--- Start of ENTRIES PROVIDED ---
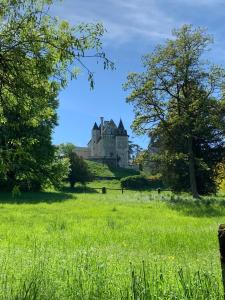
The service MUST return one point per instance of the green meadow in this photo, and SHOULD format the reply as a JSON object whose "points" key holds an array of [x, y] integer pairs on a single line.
{"points": [[82, 244]]}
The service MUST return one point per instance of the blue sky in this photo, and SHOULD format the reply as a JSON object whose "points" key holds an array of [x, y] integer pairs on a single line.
{"points": [[134, 28]]}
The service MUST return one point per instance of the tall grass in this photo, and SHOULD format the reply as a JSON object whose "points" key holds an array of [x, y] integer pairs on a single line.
{"points": [[113, 246]]}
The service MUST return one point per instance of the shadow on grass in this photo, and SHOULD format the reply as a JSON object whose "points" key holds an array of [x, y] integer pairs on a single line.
{"points": [[34, 198], [80, 190], [203, 207]]}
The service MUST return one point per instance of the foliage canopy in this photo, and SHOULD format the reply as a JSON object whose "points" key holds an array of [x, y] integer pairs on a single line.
{"points": [[38, 55], [179, 102]]}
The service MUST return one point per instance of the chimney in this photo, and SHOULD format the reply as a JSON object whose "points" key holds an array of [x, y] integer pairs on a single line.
{"points": [[102, 123]]}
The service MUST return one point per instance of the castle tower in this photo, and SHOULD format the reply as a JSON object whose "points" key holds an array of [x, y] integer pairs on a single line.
{"points": [[122, 146], [96, 133]]}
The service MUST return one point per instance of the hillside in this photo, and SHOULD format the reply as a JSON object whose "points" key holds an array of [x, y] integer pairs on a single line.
{"points": [[105, 171]]}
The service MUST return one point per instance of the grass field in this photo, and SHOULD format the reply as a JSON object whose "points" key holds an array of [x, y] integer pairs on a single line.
{"points": [[61, 245], [103, 170]]}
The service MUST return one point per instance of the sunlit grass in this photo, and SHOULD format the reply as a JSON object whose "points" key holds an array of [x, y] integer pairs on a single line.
{"points": [[136, 245]]}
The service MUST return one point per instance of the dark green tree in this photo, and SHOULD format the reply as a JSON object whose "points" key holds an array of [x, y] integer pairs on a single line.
{"points": [[178, 102], [38, 56]]}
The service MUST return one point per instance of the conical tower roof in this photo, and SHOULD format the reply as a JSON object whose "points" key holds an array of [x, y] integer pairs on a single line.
{"points": [[95, 127], [121, 127]]}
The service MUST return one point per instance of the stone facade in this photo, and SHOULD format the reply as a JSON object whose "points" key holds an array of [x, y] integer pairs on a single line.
{"points": [[108, 144]]}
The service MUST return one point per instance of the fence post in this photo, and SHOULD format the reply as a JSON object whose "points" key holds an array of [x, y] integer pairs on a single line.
{"points": [[221, 237]]}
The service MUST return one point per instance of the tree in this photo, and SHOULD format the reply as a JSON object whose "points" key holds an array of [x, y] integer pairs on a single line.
{"points": [[38, 55], [79, 171], [178, 101]]}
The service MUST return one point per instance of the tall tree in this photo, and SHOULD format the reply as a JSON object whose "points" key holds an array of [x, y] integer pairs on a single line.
{"points": [[178, 102], [38, 55]]}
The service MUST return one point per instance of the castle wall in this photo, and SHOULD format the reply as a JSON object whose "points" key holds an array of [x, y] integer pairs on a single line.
{"points": [[122, 151], [109, 146], [83, 152]]}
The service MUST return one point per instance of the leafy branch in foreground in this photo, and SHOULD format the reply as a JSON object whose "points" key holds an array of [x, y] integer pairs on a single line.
{"points": [[178, 102], [38, 56]]}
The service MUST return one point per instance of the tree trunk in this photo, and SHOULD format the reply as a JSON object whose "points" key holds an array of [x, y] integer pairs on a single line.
{"points": [[192, 174]]}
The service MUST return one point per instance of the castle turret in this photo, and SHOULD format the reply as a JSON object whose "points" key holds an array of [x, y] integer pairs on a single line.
{"points": [[122, 146], [96, 133]]}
--- End of ENTRIES PROVIDED ---
**DIRECTIONS FOR THIS TASK:**
Copy out the entire listing above word for word, leaving out the pictures.

**ANSWER BELOW:**
The service MUST return one point per instance of the green meadow in this photo, and SHOULD format the reply as a JSON object whose "points" key holds an array of [x, y] integer pairs on a single line.
{"points": [[82, 244]]}
The service MUST return one point per instance of the blue sky in this photo, and SHOULD format the reply as a JSON object whose "points" key holds an array of [x, y] integer pairs on a single line.
{"points": [[134, 28]]}
The service MUST return one point per instance of the tall grass in this photo, and SHOULD format the reply as a JSON object whose "points" key holds an array of [x, y] integer pairs on a single line.
{"points": [[113, 246]]}
The service MUST return one point per instance of the shadow on grass in this photo, and SHOULD format the reply as a JSON object whose "points" key holds an array of [x, y] integer pairs on a single line.
{"points": [[34, 198], [80, 190], [203, 207]]}
The service MUST return one point per instance of the foliage canopy in this photo, and SHOULD format the reply as a JSON object whose "points" key holds an array of [x, y] integer pairs on a single line.
{"points": [[38, 55], [179, 102]]}
The service MUST return one point per instance of the chimney in this photo, and SHOULD format the reply as a JSON object whose "points" key holds an array of [x, y] integer pairs on a single line.
{"points": [[102, 123]]}
The service MUST return one point per instance of the castle tower in this photo, and SHOULD format the reply as a JSON object whose "points" key holds an array of [x, y] integer pairs on a single line.
{"points": [[122, 146], [96, 133]]}
The service MUST return one point per instance of the hillside in this photo, and SHOULD format the reply as a JSON object whose "points" key holds an array of [x, y] integer pairs on a single line.
{"points": [[105, 171]]}
The service MUST return one point per instance of the grass field in this photo, and SHOULD format the reply as a JSON object whose "points" key holds an array of [x, y] integer pairs on a single line.
{"points": [[61, 245], [103, 170]]}
The service MUST return one point per instance of the sunlit grass in this photo, and SHOULD format the reply as a JSON object whose "points" key holds an array of [x, y] integer pairs on a single line.
{"points": [[136, 245]]}
The service MUST return one point per instance of the dark green tree in this photo, and SHOULD format the reply as a JSON object whose "points" key holds an array of [x, y] integer pairs on a single line.
{"points": [[178, 102], [38, 56]]}
The service MUST return one point per instance of the conical tower roof in this photo, and SHOULD format the reply as a JSON object whose "points" key holds an array of [x, y] integer pairs on a single line.
{"points": [[95, 127], [121, 127]]}
The service MUST return one point per instance of the stone facade in this photo, and SHOULD format the reply as a JSON object whose "points" key holds an array of [x, y] integer pairs on a single line.
{"points": [[108, 144]]}
The service MUST return one point per instance of the fence post in this photo, and SHOULD format the reply as a JSON object whose "points" key holds an array of [x, y] integer pairs on a single line.
{"points": [[221, 237]]}
The service MUST return one point per instance of the tree in this photo, and SHOULD format the reply as a JSON object whose "points" key holds an array of [x, y] integer pairs on a single line.
{"points": [[38, 55], [79, 171], [178, 101]]}
The service MUST return one point per instance of the tall tree in this photo, and SHOULD format the reply as a JSON object whose "points" key holds an array of [x, y] integer pairs on a single line.
{"points": [[178, 102], [38, 55]]}
The service MUST return one point per instance of the castle wall in this photo, and SHOULD format the reply as a JSON object whose "points" key holds an array of [x, y] integer pairs on a single line.
{"points": [[122, 151], [109, 146], [83, 152]]}
The service MUST return one point per instance of the leafy branch in foreground in this photo, and SHOULD format the reply as a JSON object whose "points" key holds an array of [x, y] integer pairs on a single line.
{"points": [[178, 102], [38, 56]]}
The service MUST return one point per instance of the tree trunk in this photo, and SHOULD format the reply as a JSON object whose "points" key holds an array of [x, y] integer pairs on a single line.
{"points": [[192, 174]]}
The service MUST return one point per instance of the castle turret in this photo, and SHOULD format the reply as a JSON object whose "points" key holds an array of [x, y] integer pairs on a single line.
{"points": [[122, 146], [96, 133]]}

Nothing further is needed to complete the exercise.